*Text section:*
════════════════
Jan. 22nd, 2019

luvlani: (cilantro leaf)
 Title : Update : Week #

Protocol Stage & Name

Bill Thompsom's Candida Protocol - Week 3.
I swear i thought i was on week 2, but I'll attribute the confusion to the brainfog.

  • Sunday - rest, but still take lugols
  • Monday - gum turpentine with honey, followed with chlorella. I prefer this over the castor oil + gum turps, honestly. I also take lugol's iodine, and alkalize, but as for which drinks I use, that's still a mess unto itself.
  • Tuesdays, Thursday, and Saturday - I take lugol's iodine, castor oil + gum turpentine, chlorella, alkalize
  • Wednesday and Friday - are my borax water days. Lugols as usual and alkalize

I've been really weak with alkalizing, but that's not without effort on my part. When I alkalize, I feel worse, so I'm alkalizing when I can stomach it. On that note, I'm not taking any of the "add baking soda till it stops fizzing" because .. no. I thought I disliked the castor oil, but no, its the "add baking soda till it stops fizzing" drink that I hate most out of the entire system. There is no way I can do that, not even in small increments. It's just revolting, and I have yet to find any other person mention taking this particular drink to alkalize in this specific way. Imagine 9.5 teaspoons of baking soda in a glass of water to drink?!

Right. Moving on


Physical Symptoms Endured:
The usual cramping during the turpentine days, but more when its accompanied with the castor oil. I also tend to deposit in the toilet 3-4x an hour after eating. It's all liquid though. Sometimes purely liquid with some solids afterward. That's the norm for me. Sometimes, I get cold and or fall asleep for 1-3 hours if I had difficulty digesting a meal. Not much to complain about on my right leg though (the one with the tenderness / itchiness on the back of my knee and inner thigh - and no , its not a rash.)


Emotional Symptoms Endured:
Arousal state. I think this is because I'm PMSing. I've been told that I can be really mean when I am PMSing and not on iodine. So far I don't seem overly aggressive. Thank you, iodine? I guess roomate will let me know soon.


Assorted Details:
I need to reorder some supplies. My first re-order of the year. I'll list them out after roomie helps me sort it.
════════════════
*Records excerpted from a collection:*
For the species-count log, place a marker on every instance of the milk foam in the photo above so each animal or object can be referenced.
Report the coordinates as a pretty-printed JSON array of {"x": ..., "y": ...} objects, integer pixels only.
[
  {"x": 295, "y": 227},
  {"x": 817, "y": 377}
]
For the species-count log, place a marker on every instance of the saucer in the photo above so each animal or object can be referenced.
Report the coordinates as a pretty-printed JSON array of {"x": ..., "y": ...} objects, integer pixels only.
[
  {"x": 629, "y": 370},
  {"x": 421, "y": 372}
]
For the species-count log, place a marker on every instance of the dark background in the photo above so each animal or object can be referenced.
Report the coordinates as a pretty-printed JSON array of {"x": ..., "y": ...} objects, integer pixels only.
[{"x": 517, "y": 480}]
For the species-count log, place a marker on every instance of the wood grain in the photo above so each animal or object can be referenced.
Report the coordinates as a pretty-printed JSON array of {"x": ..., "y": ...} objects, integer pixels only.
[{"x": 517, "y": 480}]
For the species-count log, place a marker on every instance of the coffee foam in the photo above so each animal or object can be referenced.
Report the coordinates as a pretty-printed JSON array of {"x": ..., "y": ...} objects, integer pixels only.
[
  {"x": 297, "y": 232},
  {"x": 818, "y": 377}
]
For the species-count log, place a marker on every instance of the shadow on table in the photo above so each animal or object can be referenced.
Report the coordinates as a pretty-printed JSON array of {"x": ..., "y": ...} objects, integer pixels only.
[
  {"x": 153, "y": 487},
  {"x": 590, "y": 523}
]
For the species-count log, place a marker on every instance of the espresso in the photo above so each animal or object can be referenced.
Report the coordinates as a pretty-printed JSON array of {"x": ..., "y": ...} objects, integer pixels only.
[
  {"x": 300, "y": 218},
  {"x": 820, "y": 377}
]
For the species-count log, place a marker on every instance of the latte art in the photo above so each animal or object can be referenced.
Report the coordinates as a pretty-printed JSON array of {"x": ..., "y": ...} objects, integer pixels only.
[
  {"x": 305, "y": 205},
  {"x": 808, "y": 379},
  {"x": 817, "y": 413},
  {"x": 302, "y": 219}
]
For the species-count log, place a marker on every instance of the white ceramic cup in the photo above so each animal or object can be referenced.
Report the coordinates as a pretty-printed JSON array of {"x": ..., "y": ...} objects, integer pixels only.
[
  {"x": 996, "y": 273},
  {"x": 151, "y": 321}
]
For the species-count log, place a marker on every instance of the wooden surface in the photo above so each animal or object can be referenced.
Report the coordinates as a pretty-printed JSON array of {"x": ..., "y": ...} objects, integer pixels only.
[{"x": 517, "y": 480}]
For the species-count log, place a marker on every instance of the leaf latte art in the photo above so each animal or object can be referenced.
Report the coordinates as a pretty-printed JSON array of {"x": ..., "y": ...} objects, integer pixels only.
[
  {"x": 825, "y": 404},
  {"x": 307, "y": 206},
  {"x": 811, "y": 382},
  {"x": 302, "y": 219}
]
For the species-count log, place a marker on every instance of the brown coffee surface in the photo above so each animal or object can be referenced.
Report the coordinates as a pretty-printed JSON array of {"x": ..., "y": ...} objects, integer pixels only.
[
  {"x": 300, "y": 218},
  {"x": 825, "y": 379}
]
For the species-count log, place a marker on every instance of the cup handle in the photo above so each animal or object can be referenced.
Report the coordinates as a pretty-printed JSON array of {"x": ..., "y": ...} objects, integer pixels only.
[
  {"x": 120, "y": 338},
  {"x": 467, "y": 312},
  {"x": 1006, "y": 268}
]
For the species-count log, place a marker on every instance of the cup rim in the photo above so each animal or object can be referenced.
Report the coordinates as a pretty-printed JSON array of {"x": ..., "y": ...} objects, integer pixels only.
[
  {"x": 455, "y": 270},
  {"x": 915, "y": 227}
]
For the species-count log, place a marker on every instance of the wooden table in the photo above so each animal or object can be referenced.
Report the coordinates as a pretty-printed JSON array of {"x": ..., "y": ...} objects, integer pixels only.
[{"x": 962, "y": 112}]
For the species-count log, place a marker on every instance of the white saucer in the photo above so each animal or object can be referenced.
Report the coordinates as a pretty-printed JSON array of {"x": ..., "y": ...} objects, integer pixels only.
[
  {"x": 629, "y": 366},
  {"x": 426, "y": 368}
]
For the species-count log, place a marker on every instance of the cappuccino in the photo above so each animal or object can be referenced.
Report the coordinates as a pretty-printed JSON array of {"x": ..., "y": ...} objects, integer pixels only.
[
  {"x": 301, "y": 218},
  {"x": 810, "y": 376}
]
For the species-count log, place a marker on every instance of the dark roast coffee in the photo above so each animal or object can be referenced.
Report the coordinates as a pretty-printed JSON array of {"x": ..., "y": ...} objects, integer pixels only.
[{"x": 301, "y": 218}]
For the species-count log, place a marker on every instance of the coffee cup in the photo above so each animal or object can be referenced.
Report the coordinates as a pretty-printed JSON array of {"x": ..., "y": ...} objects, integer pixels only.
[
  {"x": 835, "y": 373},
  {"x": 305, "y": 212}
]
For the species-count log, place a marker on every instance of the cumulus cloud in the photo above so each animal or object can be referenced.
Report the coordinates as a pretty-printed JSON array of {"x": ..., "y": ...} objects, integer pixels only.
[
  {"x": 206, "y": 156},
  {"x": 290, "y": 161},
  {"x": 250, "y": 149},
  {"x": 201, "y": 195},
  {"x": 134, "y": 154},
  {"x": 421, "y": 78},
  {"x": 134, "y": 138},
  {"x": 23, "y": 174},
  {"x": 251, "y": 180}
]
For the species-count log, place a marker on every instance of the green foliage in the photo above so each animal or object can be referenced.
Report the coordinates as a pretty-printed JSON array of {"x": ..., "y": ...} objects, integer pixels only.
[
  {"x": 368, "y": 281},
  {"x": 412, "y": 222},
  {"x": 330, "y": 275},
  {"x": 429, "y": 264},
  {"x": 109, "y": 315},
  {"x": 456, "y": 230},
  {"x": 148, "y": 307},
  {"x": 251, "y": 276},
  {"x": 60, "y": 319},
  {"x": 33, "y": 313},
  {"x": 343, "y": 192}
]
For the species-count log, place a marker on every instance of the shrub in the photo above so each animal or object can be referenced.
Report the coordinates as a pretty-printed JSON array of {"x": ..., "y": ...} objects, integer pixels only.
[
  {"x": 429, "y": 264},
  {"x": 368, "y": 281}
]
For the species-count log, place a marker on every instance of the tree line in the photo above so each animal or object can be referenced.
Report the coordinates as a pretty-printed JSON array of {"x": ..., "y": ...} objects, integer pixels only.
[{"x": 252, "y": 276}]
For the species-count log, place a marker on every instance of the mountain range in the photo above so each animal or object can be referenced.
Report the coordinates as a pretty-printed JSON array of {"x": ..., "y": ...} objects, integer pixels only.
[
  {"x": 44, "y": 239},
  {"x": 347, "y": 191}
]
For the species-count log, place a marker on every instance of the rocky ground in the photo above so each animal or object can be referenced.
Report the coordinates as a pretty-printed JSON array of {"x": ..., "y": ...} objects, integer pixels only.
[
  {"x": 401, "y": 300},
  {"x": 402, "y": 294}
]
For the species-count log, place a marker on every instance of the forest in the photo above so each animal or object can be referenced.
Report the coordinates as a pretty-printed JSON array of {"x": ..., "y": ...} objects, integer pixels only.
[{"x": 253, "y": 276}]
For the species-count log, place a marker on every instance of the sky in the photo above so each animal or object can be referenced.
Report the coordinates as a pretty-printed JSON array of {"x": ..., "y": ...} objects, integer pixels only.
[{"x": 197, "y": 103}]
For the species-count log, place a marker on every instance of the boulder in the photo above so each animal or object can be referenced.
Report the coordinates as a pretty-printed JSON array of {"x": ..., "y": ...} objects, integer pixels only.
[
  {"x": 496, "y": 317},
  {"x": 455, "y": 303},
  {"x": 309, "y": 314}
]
════════════════
*Task set:*
1. Repeat the candida protocol update word for word, starting at "Title : Update : Week" and ending at "to the brainfog.".
2. According to the candida protocol update, which days of the week are the borax water days?
3. Take the candida protocol update further, continuing on from its final sentence.

*Per-task outputs:*
1.
Title : Update : Week #

Protocol Stage & Name

Bill Thompsom's Candida Protocol - Week 3.
I swear i thought i was on week 2, but I'll attribute the confusion to the brainfog.

2. Wednesday and Friday.

3.
Hardest Parts: 
  • Thinking. Seriously, sometimes the brain fog is just exhausting as well as frustrating. 
  • Squeezing all the drinks together
  • Bloat - but the good news is that I have been heating earlier (before 7 is where I'm at vs 9pm at night) and I want to try to aim for 5:30-6:00pm. I already tend to not eat till 8-9am. I'd like to make that 9-10am but I dont think that will work on the schedule. Maybe I can do it once a week at least? I read that this puts our body into healing mode at night vs struggling to digest. I have found that it works and has lessened the bloat, so I want to keep at it. This is a new deviation for me. In the book example, she eats dinner at 8:30pm at night - which is what I used to do too,


Week # End : Current Symptoms
  • Leg issue returned - right leg, again.
    • Occasional itchiness on the inner thigh
    • itchiness behind the knee, left side of it then right side today. Still feels 'congested' around and inside the knee. Inflammation maybe?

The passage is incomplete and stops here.